*AUFGABENSTELLUNG 1*.
Kannst du den Text über den Volksaufstand im Bezirk Rostock beginnend mit „Von Stralsund sprang“ und weiter bis einschließlich „Demonstrationen in Berlin.“ noch einmal wiedergeben und dabei „Kulturraum“ gegen „Speisesaal“ tauschen?

====== SEITE

Signatur: BStU, MfS, BV Rostock, AU, Nr. 37/53, HA, Bl. 28
Weil sie während des Volksaufstandes Sprüche Hauswände und eine Tür angebracht hatten, wurden drei Personen durch ein Streife der Volkspolizei verhaftet.
Im Norden der DDR war die Atmosphäre im Juni 1953 angespannt. Ursachen waren die miserable Wirtschaftslage, die katastrophale Versorgung mit Lebensmitteln, die Unzufriedenheit mit der Regierung, die Zwangskollektivierung in der Landwirtschaft und die Verfolgung des bürgerlichen Mittelstandes. Hinzu kamen die zunehmende Militarisierung der Gesellschaft und die Anwesenheit der Roten Armee. Allerdings entfaltete der Volksaufstand, wie auch in den anderen nördlichen Bezirken, im Bezirk Rostock nicht dieselbe Dynamik wie im Süden der DDR. Dennoch kam es auch hier zu Streiks, Demonstrationen und Aktionen gegen die herrschende Ordnung.
Von Stralsund sprang der Funke auf die Insel Rügen über. Hier reichten die Ereignisse von ganz persönlichen Widerstandshandlungen bis hin zu großen Arbeitsniederlegungen. Am 17. Juni 1953 hörten vier Angestellte der DDR-Handelsorganisation (HO) des Kreises Bergen heimlich im Kulturraum der HO die Nachrichten des Senders RIAS. So erfuhren sie von den Streiks und Demonstrationen in Berlin.
Sie beschlossen, ebenfalls etwas gegen die DDR-Regierung und die Rote Armee zu unternehmen. Sie wollten in den Nachtstunden Sprüche an Häuserwänden in Binz anzubringen. Inzwischen war durch das sowjetische Militär der Ausnahmezustand verhängt worden. Deshalb beteiligte sich einer der Angestellten nicht mehr am nächtlichen Treffen. Die anderen drei wurden von einem Volkspolizisten gesehen und aufgefordert, nach Haus zu gehen. Auf dem Heimweg malten sie trotzdem an drei Stellen die Sprüche "Russki go hom", "Nieder mit dem Iwan" und "Nieder mit Grotewohl".

============
====== ZU BEARBEITENDE ZEILEN

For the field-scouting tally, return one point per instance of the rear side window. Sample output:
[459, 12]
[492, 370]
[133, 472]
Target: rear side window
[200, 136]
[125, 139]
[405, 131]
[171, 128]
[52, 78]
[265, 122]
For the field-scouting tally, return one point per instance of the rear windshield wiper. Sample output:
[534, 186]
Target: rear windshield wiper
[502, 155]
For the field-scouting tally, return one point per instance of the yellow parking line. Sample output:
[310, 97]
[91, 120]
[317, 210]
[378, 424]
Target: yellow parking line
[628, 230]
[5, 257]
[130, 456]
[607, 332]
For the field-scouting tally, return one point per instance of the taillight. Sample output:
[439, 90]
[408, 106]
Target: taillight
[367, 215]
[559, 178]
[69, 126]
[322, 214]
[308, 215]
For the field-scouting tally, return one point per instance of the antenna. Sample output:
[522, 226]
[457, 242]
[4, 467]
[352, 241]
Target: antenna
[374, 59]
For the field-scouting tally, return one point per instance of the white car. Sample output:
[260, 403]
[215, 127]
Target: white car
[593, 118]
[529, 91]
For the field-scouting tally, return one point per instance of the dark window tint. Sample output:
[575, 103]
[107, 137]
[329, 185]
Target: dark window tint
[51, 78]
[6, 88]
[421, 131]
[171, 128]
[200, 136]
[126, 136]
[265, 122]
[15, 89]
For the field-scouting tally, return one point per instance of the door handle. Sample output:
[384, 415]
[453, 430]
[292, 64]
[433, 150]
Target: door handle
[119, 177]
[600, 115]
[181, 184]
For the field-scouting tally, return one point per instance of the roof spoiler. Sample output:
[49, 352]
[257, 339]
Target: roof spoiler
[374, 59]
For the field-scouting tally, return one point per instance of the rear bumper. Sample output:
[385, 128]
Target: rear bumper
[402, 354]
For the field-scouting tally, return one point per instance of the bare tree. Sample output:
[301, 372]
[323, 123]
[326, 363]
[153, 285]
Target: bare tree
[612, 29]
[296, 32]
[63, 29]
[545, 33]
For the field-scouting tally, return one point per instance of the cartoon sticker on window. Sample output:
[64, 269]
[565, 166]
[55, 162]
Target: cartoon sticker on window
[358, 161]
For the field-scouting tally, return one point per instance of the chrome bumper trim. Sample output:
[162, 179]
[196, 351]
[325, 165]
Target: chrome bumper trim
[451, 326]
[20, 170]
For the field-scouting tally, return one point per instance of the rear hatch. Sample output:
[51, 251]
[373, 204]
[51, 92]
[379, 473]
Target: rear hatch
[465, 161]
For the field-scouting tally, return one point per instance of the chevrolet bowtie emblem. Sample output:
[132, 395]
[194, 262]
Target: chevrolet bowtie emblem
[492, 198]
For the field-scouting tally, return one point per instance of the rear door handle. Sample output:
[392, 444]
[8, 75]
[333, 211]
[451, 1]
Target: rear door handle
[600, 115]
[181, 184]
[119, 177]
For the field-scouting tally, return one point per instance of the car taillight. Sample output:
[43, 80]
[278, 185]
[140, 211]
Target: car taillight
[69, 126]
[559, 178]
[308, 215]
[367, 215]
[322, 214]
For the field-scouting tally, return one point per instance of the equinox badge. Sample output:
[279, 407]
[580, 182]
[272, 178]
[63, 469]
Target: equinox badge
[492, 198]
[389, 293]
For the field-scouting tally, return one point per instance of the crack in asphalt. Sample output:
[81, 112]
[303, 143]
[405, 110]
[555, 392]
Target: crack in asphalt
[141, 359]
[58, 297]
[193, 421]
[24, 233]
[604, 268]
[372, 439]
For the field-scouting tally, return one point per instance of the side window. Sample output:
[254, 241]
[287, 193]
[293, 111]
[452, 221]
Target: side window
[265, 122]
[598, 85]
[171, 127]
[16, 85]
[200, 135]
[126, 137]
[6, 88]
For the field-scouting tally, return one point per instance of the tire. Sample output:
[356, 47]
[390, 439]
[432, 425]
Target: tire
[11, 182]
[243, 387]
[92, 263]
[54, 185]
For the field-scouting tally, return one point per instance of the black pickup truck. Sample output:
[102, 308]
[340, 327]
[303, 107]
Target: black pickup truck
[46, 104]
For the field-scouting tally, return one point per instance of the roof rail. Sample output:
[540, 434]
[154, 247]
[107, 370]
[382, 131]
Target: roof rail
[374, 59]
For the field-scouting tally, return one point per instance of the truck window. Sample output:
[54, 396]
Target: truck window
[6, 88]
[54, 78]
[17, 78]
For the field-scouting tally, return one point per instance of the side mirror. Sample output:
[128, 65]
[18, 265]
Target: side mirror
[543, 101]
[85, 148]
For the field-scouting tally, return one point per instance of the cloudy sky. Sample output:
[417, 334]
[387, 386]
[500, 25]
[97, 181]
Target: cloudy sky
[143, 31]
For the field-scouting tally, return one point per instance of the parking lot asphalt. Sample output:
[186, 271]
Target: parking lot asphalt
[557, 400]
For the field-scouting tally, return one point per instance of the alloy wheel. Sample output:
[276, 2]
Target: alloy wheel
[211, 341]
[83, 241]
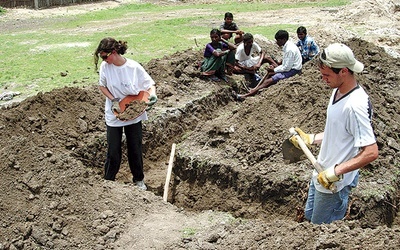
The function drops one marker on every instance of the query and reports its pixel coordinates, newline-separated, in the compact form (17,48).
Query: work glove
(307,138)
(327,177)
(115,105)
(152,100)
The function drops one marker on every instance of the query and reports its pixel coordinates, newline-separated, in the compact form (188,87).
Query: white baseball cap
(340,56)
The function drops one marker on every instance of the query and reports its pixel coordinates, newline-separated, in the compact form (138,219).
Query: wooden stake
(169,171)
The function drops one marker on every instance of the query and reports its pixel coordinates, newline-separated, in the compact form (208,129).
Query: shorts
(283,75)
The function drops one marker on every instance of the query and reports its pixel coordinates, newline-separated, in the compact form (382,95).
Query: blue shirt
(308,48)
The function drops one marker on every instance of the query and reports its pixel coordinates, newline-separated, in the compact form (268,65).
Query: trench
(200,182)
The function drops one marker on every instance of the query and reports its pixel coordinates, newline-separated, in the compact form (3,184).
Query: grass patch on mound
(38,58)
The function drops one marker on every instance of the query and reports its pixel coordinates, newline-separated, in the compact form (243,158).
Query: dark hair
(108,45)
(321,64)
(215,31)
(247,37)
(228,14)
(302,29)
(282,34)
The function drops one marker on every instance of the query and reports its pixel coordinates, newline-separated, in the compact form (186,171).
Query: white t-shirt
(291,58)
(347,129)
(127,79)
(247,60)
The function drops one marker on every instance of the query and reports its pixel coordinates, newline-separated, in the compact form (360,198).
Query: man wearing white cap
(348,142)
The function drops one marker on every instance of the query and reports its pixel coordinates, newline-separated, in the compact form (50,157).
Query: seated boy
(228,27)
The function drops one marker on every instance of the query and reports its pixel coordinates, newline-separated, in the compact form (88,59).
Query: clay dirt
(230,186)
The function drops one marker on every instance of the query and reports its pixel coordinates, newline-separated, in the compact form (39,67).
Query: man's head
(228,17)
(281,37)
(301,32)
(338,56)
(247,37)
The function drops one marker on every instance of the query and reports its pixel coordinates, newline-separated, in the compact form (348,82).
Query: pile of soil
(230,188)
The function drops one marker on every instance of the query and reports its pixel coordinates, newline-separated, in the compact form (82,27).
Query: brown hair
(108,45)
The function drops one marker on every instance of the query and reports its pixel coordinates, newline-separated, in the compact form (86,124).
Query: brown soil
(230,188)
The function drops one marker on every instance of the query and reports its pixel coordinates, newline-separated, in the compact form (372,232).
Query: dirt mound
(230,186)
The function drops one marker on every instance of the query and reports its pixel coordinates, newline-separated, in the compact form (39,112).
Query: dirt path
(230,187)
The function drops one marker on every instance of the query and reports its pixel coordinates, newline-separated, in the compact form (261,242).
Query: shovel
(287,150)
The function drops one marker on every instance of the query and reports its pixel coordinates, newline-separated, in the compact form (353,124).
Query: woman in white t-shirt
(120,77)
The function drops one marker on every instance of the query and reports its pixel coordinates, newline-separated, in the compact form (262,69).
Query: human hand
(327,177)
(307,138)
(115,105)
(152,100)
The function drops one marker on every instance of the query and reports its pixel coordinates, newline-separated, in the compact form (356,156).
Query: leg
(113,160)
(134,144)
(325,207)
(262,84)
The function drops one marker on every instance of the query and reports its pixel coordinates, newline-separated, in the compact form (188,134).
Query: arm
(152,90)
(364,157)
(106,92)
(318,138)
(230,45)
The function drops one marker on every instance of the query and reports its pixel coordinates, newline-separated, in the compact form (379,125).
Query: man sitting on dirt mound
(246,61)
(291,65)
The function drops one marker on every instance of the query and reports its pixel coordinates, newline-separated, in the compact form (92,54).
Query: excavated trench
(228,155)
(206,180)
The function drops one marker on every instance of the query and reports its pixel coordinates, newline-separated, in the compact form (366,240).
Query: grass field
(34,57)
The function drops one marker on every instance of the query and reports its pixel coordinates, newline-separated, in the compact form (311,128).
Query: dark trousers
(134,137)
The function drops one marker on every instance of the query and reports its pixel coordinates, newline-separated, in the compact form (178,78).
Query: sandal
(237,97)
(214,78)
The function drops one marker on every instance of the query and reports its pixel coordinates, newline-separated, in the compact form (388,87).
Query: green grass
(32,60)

============
====== ZU BEARBEITENDE ZEILEN

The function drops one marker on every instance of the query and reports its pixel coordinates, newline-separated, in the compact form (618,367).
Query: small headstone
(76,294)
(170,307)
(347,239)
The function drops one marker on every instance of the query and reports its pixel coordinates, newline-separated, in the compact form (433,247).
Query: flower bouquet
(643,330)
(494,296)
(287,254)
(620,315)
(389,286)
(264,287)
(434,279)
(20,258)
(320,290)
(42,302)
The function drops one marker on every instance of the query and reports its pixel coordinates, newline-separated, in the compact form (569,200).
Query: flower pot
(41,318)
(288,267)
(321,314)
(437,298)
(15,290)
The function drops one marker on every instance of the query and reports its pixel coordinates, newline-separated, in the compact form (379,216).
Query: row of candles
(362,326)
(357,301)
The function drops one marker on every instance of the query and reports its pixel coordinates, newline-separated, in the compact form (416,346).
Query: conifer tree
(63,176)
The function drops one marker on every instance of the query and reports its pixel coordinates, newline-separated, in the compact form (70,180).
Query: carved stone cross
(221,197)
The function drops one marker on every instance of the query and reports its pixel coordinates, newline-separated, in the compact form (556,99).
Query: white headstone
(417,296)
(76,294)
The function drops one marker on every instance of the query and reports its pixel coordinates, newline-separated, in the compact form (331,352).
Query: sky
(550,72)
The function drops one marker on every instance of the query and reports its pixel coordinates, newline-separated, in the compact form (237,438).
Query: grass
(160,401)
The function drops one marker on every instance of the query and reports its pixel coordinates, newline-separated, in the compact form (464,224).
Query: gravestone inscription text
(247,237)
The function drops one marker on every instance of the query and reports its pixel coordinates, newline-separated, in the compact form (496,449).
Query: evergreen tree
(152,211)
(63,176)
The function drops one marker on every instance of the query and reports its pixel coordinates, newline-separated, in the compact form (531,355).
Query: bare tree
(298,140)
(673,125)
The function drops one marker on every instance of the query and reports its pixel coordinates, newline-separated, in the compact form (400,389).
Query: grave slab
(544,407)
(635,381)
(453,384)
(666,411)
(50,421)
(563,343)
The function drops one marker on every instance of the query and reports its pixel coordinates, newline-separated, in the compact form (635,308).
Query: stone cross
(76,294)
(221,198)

============

*AUFGABENSTELLUNG 2*.
Welche Zeilen oben enthalten die Zeichenfolge „door“? Trag sie alle zusammen und schreib sie ab, wobei die Groß- und Kleinschreibung zählt.

*MUSTERLÖSUNG 1*.
Von Stralsund sprang der Funke auf die Insel Rügen über. Hier reichten die Ereignisse von ganz persönlichen Widerstandshandlungen bis hin zu großen Arbeitsniederlegungen. Am 17. Juni 1953 hörten vier Angestellte der DDR-Handelsorganisation (HO) des Kreises Bergen heimlich im Speisesaal der HO die Nachrichten des Senders RIAS. So erfuhren sie von den Streiks und Demonstrationen in Berlin.

*MUSTERLÖSUNG 2*.
For the field-scouting tally, return one point per instance of the door handle. Sample output:
Target: door handle
For the field-scouting tally, return one point per instance of the rear door handle. Sample output:
Target: rear door handle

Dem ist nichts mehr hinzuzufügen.